Exercise requirements:
The lines to copy run from the one containing "Task: place one keypoint per instance of the pom" to the end of the records below; repeat them exactly and include nothing else.

(Saved entries)
((

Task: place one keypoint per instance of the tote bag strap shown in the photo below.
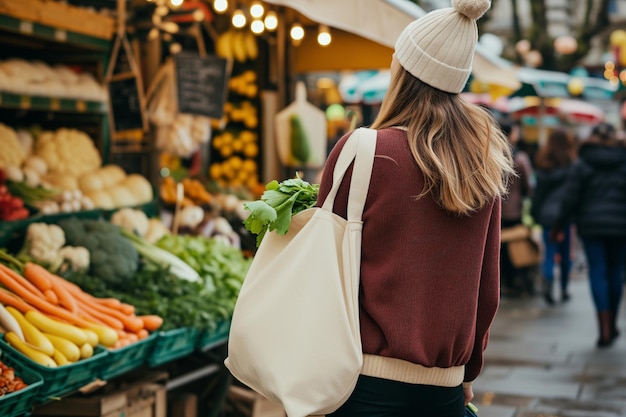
(360, 147)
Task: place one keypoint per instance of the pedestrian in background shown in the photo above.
(595, 196)
(515, 281)
(429, 285)
(553, 165)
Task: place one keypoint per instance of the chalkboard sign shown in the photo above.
(202, 84)
(127, 107)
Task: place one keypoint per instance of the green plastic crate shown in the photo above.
(208, 339)
(127, 358)
(20, 402)
(62, 380)
(173, 344)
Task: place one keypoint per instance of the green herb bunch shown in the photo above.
(279, 202)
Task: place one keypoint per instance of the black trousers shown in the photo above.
(377, 397)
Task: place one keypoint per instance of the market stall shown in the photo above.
(121, 256)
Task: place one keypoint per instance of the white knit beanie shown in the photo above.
(438, 48)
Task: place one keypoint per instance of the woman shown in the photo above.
(431, 227)
(515, 280)
(595, 195)
(552, 167)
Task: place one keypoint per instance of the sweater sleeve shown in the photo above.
(488, 294)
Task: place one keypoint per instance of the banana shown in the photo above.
(238, 46)
(32, 334)
(55, 327)
(69, 350)
(222, 46)
(29, 351)
(59, 358)
(252, 49)
(86, 351)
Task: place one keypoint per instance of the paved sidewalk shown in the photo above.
(542, 361)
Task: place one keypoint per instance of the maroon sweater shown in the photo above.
(429, 279)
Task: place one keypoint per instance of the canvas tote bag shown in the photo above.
(295, 336)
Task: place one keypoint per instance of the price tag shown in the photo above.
(25, 102)
(60, 35)
(26, 27)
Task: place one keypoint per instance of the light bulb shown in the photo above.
(239, 19)
(175, 48)
(153, 34)
(271, 21)
(297, 32)
(256, 9)
(257, 26)
(323, 37)
(220, 6)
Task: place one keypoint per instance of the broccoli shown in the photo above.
(113, 258)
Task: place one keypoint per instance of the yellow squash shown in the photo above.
(31, 333)
(69, 350)
(48, 325)
(29, 351)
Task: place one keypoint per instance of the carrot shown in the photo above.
(127, 309)
(9, 299)
(91, 305)
(65, 298)
(17, 283)
(131, 322)
(110, 302)
(116, 304)
(94, 315)
(151, 322)
(51, 296)
(38, 275)
(41, 304)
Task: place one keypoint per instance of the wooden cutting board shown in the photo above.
(314, 123)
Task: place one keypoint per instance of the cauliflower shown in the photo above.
(133, 220)
(12, 152)
(191, 216)
(156, 230)
(43, 242)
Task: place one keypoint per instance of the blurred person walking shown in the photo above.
(595, 195)
(429, 285)
(553, 165)
(515, 281)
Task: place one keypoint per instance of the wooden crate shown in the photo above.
(61, 16)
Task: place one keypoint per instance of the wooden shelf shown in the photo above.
(41, 103)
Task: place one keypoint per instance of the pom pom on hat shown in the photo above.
(472, 9)
(438, 48)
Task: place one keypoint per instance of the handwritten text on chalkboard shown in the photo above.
(201, 84)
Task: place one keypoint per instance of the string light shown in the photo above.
(220, 6)
(256, 10)
(271, 21)
(296, 32)
(323, 36)
(239, 19)
(257, 26)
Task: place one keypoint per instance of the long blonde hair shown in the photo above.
(464, 156)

))

Response to the exercise:
Task: place one keypoint per instance of the pom pom on hat shown in the photo above.
(472, 9)
(438, 48)
Task: place one keypoint per instance of the handwritten text on chalkboard shown in the photo above.
(201, 84)
Task: place one keypoint per instance of the string light shown in the photo above.
(220, 6)
(256, 10)
(271, 21)
(296, 32)
(323, 36)
(239, 19)
(257, 26)
Task: place one keypoint per instance of the long blonde hair shown in the photo above.
(464, 156)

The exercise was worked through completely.